→ **DOCUMENTO DE ORIGEM**
══════════════════════════════
Paulo Freire nasceu de uma família de classe popular, seu pai era um oficial de polícia e a mãe dona de casa. Várias vezes em sua obra remete ao quintal da casa, no bairro Casa Amarela, na cidade do Recife, a relação familiar, as brincadeiras. Era uma “(…) casa mediana, a mesma em que nasci, rodeada de árvores, algumas das quais eram para mim como se fossem gente, tal a minha intimidade com elas” (FREIRE, 2015, p. 57). Em muitos relatos ele contava como fora alfabetizado, a sombra das mangueiras, desenhando as letras com gravetos no chão. Porém, com a crise de 1929, seu pai recentemente aposentado por problemas de saúde, ficou sem salário, apenas com “bicos” e a família teve que mudar-se para um bairro distante. Nesse bairro, vivíamos de uma nova maneira
Éréramos ‘meninos conectivos’. Participando do mundo dos que comiam, mesmo que comêssemos pouco, participávamos também do mundo dos que não comiam, mesmo que comêssemos mais do que eles – o mundo dos meninos e das meninas dos córregos, dos mocambos, dos morros. (P. Freire, 2015, p. 51)
Essa dupla experiência de infância fez com que o menino Paulo Freire pudesse compreender a estrutura da sociedade brasileira, observando a dificuldade de comer e estudar de muitos amigos. Se ele chegou ao final dos seus estudos foi porque sua mãe recorria as escolas privadas solicitando “bolsa de estudos” em troca de um aluno com boas notas. Esta necessidade de ser um bom aluno o deixou com uma formação sólida em diversas áreas de conhecimento, especialmente na língua portuguesa. Comentando a vida de menino de subúrbio, um tanto mais livre que a de menino da cidade, mas também cheia de ambiguidades afirmava.
══════════════════════════════
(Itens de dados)
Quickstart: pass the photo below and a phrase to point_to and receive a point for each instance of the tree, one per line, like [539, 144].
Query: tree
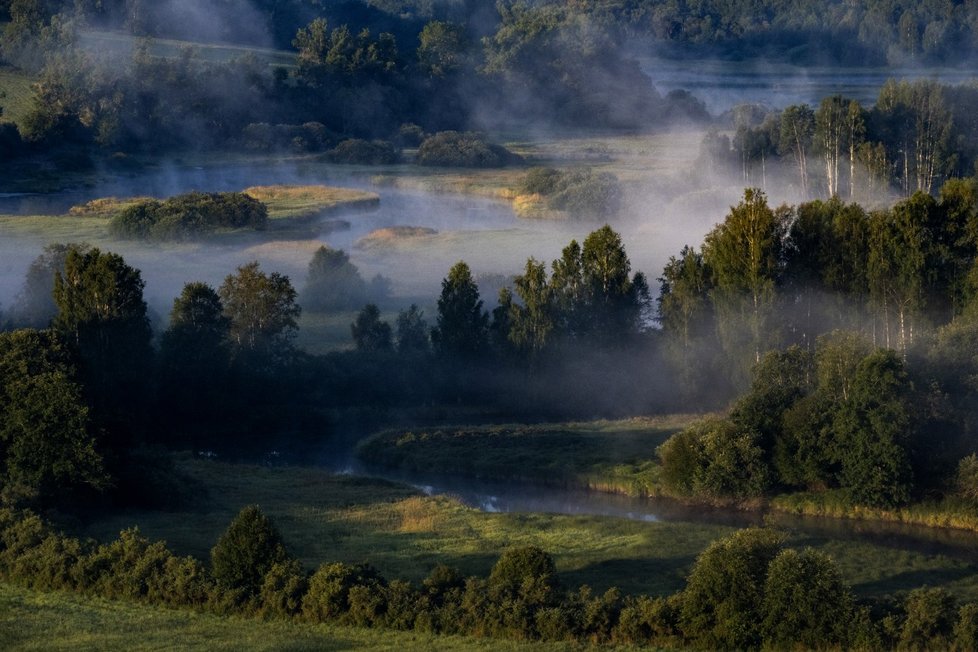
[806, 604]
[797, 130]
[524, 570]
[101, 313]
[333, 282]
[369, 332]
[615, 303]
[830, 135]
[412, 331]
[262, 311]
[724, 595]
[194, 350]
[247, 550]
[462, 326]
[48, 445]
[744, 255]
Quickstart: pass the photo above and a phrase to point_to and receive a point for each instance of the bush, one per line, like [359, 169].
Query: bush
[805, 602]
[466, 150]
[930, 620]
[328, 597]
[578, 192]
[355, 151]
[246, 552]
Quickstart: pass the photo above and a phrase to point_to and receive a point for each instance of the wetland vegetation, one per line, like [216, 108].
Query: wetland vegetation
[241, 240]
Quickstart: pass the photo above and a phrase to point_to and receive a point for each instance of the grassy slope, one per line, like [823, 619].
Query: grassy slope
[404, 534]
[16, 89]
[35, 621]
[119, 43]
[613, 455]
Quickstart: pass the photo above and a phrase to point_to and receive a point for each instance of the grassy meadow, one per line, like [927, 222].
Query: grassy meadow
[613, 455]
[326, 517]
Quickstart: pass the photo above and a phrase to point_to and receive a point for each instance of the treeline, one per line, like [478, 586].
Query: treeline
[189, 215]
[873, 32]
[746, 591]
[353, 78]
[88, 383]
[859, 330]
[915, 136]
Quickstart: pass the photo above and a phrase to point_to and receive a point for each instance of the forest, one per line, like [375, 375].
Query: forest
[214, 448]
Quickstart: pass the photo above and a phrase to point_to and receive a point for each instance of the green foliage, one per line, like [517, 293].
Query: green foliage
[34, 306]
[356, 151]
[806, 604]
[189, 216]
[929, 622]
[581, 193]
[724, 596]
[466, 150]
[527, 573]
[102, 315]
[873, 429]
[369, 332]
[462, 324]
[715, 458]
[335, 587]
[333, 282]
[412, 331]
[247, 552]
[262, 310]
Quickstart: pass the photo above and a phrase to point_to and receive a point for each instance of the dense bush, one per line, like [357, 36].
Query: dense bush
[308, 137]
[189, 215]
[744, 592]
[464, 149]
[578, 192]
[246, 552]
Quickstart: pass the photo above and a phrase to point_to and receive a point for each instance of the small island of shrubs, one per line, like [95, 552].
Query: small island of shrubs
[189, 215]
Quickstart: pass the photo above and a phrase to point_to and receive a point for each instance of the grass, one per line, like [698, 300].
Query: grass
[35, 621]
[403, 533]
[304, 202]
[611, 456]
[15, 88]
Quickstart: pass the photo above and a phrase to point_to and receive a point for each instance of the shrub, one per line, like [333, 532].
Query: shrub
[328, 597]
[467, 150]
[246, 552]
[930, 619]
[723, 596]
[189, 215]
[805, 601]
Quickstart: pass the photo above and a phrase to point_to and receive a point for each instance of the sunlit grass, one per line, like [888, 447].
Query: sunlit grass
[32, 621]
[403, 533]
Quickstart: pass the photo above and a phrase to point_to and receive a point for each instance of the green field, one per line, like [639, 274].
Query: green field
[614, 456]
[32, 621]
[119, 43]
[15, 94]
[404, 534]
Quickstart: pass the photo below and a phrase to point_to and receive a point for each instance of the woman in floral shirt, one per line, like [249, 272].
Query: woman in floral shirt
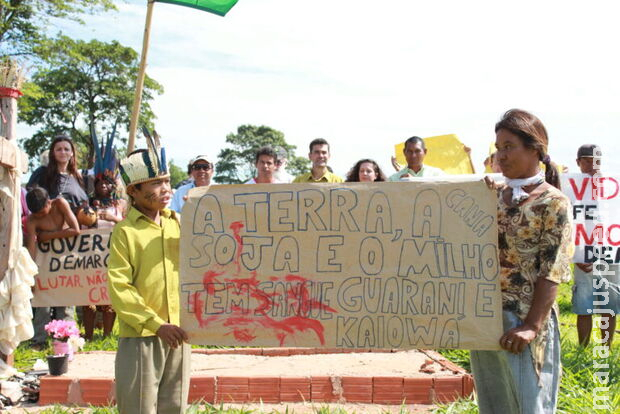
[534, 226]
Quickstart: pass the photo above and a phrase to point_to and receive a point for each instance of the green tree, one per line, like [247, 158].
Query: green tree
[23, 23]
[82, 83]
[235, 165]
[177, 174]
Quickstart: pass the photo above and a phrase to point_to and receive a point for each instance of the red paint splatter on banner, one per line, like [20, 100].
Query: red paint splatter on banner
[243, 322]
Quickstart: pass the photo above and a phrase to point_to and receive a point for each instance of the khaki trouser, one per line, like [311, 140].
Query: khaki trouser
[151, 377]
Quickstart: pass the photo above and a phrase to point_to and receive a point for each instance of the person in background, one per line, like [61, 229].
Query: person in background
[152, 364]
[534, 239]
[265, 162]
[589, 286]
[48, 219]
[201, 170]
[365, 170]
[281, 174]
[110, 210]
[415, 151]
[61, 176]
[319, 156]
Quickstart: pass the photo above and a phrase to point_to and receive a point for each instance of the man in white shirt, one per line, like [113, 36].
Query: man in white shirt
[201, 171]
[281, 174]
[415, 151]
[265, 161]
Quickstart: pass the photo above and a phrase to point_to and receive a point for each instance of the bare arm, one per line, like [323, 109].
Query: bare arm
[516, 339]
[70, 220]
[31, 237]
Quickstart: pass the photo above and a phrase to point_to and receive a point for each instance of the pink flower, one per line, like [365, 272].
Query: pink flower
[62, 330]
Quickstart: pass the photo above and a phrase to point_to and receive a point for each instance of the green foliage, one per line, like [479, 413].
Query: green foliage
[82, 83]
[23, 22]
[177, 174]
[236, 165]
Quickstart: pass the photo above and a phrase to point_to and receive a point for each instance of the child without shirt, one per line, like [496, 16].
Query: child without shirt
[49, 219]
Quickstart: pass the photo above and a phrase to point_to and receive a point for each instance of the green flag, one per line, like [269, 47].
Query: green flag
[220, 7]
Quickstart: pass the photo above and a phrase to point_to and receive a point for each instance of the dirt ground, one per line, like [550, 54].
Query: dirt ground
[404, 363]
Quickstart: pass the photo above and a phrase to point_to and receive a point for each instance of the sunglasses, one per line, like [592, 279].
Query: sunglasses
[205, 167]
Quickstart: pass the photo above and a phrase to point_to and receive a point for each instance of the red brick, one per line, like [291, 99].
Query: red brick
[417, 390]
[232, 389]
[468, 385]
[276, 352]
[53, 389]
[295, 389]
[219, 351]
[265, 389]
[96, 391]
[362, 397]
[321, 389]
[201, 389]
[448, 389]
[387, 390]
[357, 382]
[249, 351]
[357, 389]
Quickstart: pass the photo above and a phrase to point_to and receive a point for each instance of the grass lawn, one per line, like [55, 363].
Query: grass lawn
══════════════════════════════
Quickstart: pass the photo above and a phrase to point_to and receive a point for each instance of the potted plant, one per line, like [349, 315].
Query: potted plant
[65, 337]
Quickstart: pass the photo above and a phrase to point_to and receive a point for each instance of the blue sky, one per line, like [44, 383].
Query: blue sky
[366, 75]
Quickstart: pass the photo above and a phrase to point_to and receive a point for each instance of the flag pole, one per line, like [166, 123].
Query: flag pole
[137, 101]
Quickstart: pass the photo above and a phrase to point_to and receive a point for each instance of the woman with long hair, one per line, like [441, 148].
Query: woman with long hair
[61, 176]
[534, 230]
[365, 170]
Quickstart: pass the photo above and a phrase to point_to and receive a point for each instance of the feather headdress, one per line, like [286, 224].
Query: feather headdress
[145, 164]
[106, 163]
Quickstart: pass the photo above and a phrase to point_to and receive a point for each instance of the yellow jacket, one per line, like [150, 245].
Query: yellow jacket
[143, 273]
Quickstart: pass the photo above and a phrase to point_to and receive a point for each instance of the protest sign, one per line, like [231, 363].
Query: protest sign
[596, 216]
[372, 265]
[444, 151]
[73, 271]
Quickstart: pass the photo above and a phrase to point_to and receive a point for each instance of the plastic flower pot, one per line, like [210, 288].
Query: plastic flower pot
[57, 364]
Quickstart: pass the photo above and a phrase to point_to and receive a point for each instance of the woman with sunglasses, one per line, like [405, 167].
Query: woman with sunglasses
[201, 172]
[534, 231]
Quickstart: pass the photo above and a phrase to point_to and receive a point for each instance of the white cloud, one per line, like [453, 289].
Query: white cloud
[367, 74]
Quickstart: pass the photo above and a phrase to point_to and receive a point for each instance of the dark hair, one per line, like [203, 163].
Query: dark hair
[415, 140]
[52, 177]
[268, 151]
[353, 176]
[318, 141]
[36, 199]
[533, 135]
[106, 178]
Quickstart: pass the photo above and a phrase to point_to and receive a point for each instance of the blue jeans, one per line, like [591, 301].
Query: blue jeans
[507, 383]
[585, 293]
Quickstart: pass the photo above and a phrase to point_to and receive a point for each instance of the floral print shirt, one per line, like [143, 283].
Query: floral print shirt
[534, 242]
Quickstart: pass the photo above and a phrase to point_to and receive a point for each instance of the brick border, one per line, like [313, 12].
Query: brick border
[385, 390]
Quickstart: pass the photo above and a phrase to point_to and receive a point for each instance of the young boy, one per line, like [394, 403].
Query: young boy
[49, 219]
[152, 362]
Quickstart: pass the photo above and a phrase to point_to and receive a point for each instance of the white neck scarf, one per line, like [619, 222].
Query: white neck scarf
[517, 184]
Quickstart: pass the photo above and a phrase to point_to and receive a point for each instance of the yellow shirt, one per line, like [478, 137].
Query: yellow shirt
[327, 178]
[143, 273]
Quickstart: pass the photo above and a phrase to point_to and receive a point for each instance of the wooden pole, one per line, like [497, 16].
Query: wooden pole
══════════════════════════════
Escreva a continuação do texto sobre a infância de Paulo Freire, começando logo após a última frase.

→ **RESULTADO DO EXERCÍCIO**
“O mundo do brinquedo em que, meninos, jogávamos futebol, nadávamos em rio, empinávamos papagaio e o mundo em que, enquanto meninos, éramos, porém, homens antecipados, às voltas com nossa fome e a fome dos nossos. {…} No fundo, vivíamos, como já salientei, uma radical ambiguidade: éramos meninos antecipados em gente grande. A nossa meninice ficava espremida entre o brinquedo e o ‘trabalho’, entre a liberdade e a necessidade. P. Freire, 2015, p. 49-50
Apesar da dureza da vida a brincadeira como experiência cultural, contribuiu para consolidar seu poder de imaginar mundos. As brincadeiras favoreciam as relações entre as crianças e possibilitavam modos de interpretar a realidade, representar e agir sobre o mundo. Jogos e brincadeiras são ações sociais transmitidas geracionalmente, mas continuamente reelaboradas a partir das condições históricas e estruturais que definem as gerações em cada momento da história. Um menino que ao brincar, criava e transformava a cultura, ao mesmo tempo em que era criado e transformado por ela. As crianças subvertem a ordem pois com seus questionamentos, incompreensões, curiosidades estabelecem uma relação crítica com a tradição, criando possibilidades de novas histórias. Talvez uma das mais importantes lições de Paulo Freire foi o seguinte conselho/comentário:
“Jamais me senti inclinado, mesmo quando me era ainda impossível compreender a origem de nossas dificuldades, a pensar que a vida era assim mesma, que o melhor a fazer diante dos obstáculos seria simplesmente aceitá-los como eram. Pelo contrário, em tenra idade, já pensava que o mundo teria de ser mudado. Que havia algo errado no mundo que não podia nem devia continuar. (Freire, 2015, p. 41)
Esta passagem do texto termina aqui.